- PAGE TEXT -
SVG told of horrible enslavement, genocide
News
September 17, 2013

SVG told of horrible enslavement, genocide

Vincentians were, on Sunday, given an up close and personal look at slavery in St Vincent and the Grenadines, when the case for reparations for the enslavement of Africans and genocide of the indigenous peoples of the region took centre stage last weekend.{{more}}

In what was arguably the most emotional moment during the opening ceremony of the reparations conference, Professor Verene Shepherd read out the names of enslaved Vincentians who resided on the Dumbarton estate at the time of Emancipation in 1834.

Shepherd, the feature speaker at the Opening Ceremony of the first ever regional conference of its kind, proclaimed that these enslaved people, as young as three months old, earned their owner thousands of dollars in compensation, as she asked “who is going to pay reparations for their souls?”

As she read the names, those in attendance at the conference went silent and many appeared teary-eyed.

“Anthony, a labourer, age 30; Jim Grant, 20, labourer; John Thomas, 43, labourer; Bob, 41, labourer; Hero, 11 years old, but sent to the pasture to work. Sophie, 50, sick nurse; Nellie, 35, labourer; John, 29, driver; Boatswain, 44 years old, he was a labourer. Neptune, 8 years old, but sent to the pasture to pick vine. Rodney, three months old; Eliza, 32, domestic; Mary, 12, sent to pick vines. Henry, 48, labourer; Frederick, 10, domestic,” the professor read.

- OBJECTIVE 1 -
Copy the records verbatim, from the line with "I need to find every black" to the line with "left=553, top=853, right=653, bottom=889".

- RECORDS PROVIDED -
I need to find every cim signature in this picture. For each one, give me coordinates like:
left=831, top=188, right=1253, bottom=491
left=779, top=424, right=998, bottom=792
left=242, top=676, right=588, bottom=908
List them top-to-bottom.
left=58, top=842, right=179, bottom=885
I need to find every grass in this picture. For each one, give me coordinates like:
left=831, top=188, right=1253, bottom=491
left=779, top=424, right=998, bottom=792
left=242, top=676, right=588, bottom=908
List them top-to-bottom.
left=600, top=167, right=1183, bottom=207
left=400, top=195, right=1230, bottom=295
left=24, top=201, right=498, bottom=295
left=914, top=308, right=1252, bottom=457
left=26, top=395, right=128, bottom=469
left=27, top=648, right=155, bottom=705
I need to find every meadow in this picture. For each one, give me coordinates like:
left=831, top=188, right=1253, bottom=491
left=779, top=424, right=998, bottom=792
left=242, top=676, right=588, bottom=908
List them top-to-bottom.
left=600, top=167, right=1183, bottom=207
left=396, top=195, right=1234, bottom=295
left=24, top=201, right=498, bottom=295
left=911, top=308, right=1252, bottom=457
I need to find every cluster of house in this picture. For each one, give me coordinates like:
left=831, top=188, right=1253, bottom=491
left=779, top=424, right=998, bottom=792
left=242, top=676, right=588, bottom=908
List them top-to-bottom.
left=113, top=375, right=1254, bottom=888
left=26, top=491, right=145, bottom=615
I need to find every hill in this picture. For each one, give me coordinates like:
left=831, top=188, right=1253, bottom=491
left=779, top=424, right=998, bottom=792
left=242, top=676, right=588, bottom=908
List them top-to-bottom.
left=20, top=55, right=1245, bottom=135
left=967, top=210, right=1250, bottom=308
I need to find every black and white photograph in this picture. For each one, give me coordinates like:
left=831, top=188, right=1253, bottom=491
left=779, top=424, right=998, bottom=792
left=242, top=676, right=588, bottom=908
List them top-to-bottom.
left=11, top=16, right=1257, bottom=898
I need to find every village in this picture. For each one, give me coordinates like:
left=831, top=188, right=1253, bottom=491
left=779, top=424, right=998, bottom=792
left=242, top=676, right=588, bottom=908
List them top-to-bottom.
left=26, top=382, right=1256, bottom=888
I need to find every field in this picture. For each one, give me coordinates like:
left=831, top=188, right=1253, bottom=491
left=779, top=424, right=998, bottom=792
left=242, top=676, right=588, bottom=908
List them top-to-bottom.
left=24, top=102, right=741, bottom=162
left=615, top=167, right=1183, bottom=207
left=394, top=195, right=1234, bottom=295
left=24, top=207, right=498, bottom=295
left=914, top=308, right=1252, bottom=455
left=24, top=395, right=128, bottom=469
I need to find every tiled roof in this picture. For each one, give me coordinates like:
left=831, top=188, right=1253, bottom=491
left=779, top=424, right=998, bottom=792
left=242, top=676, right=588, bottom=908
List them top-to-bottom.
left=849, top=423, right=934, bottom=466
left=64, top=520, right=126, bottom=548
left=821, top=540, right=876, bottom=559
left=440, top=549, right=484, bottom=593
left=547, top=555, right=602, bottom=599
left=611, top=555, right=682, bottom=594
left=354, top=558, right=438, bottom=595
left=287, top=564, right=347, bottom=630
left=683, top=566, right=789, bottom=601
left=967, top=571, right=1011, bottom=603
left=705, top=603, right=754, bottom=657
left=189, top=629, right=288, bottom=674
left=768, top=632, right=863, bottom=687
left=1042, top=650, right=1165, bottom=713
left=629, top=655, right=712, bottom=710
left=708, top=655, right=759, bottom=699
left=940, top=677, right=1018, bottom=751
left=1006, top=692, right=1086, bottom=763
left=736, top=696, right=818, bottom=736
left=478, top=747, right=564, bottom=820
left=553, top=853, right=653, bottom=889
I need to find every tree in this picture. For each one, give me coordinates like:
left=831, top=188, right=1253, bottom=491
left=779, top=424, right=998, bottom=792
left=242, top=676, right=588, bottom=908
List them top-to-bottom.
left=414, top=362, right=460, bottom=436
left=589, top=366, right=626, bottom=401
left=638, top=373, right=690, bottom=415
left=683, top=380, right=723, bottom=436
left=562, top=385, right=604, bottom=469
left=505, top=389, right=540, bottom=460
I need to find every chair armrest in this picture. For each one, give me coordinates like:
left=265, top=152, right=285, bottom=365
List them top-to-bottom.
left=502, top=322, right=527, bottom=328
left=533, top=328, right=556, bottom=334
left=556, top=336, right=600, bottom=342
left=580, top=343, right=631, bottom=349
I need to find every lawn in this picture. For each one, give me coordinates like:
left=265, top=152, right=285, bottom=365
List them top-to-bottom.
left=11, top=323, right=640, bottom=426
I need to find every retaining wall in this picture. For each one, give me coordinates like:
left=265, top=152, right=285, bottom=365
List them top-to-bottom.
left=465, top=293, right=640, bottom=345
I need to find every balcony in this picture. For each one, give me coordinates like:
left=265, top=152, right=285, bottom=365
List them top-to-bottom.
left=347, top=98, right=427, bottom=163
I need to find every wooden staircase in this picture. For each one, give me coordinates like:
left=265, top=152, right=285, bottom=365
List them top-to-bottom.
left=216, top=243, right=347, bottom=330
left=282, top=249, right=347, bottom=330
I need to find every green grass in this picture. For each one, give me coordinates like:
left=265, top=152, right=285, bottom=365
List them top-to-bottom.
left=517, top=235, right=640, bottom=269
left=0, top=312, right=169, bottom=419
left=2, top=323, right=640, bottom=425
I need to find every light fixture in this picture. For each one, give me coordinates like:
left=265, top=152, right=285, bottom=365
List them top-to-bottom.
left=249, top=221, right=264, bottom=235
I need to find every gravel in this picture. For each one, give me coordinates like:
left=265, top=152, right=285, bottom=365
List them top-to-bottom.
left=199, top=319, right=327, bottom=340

- OBJECTIVE 2 -
In the reparations article, rewrite the passage from "Shepherd, the feature" to "the professor read.", replacing "teary-eyed" with "tearful".

- FULL SOLUTION 1 -
I need to find every black and white photograph in this picture. For each one, give me coordinates like:
left=831, top=188, right=1253, bottom=491
left=779, top=424, right=998, bottom=792
left=242, top=676, right=588, bottom=908
List them top-to-bottom.
left=11, top=16, right=1257, bottom=898
I need to find every village in this picture. For each one, give me coordinates like:
left=831, top=188, right=1253, bottom=491
left=779, top=424, right=998, bottom=792
left=242, top=676, right=588, bottom=908
List them top-to-bottom.
left=26, top=382, right=1256, bottom=888
I need to find every field in this picture. For each one, give me coordinates like:
left=831, top=188, right=1253, bottom=491
left=779, top=424, right=998, bottom=792
left=242, top=676, right=588, bottom=908
List them top-to-bottom.
left=24, top=102, right=741, bottom=162
left=615, top=167, right=1183, bottom=207
left=394, top=195, right=1234, bottom=295
left=24, top=207, right=498, bottom=295
left=914, top=308, right=1252, bottom=455
left=24, top=395, right=128, bottom=469
I need to find every tiled roof in this picture. For each one, give me coordinates like:
left=831, top=188, right=1253, bottom=491
left=779, top=424, right=998, bottom=792
left=242, top=676, right=588, bottom=908
List them top-to-bottom.
left=849, top=423, right=934, bottom=466
left=64, top=520, right=126, bottom=548
left=821, top=540, right=876, bottom=559
left=440, top=549, right=484, bottom=593
left=547, top=555, right=602, bottom=599
left=611, top=555, right=682, bottom=594
left=354, top=558, right=438, bottom=595
left=287, top=564, right=347, bottom=630
left=683, top=566, right=789, bottom=601
left=967, top=571, right=1011, bottom=603
left=705, top=603, right=754, bottom=657
left=189, top=629, right=288, bottom=674
left=768, top=632, right=863, bottom=687
left=1042, top=650, right=1165, bottom=713
left=629, top=655, right=712, bottom=710
left=708, top=655, right=759, bottom=699
left=940, top=677, right=1018, bottom=751
left=1006, top=692, right=1086, bottom=763
left=736, top=696, right=818, bottom=736
left=478, top=747, right=564, bottom=820
left=553, top=853, right=653, bottom=889

- FULL SOLUTION 2 -
Shepherd, the feature speaker at the Opening Ceremony of the first ever regional conference of its kind, proclaimed that these enslaved people, as young as three months old, earned their owner thousands of dollars in compensation, as she asked “who is going to pay reparations for their souls?”

As she read the names, those in attendance at the conference went silent and many appeared tearful.

“Anthony, a labourer, age 30; Jim Grant, 20, labourer; John Thomas, 43, labourer; Bob, 41, labourer; Hero, 11 years old, but sent to the pasture to work. Sophie, 50, sick nurse; Nellie, 35, labourer; John, 29, driver; Boatswain, 44 years old, he was a labourer. Neptune, 8 years old, but sent to the pasture to pick vine. Rodney, three months old; Eliza, 32, domestic; Mary, 12, sent to pick vines. Henry, 48, labourer; Frederick, 10, domestic,” the professor read.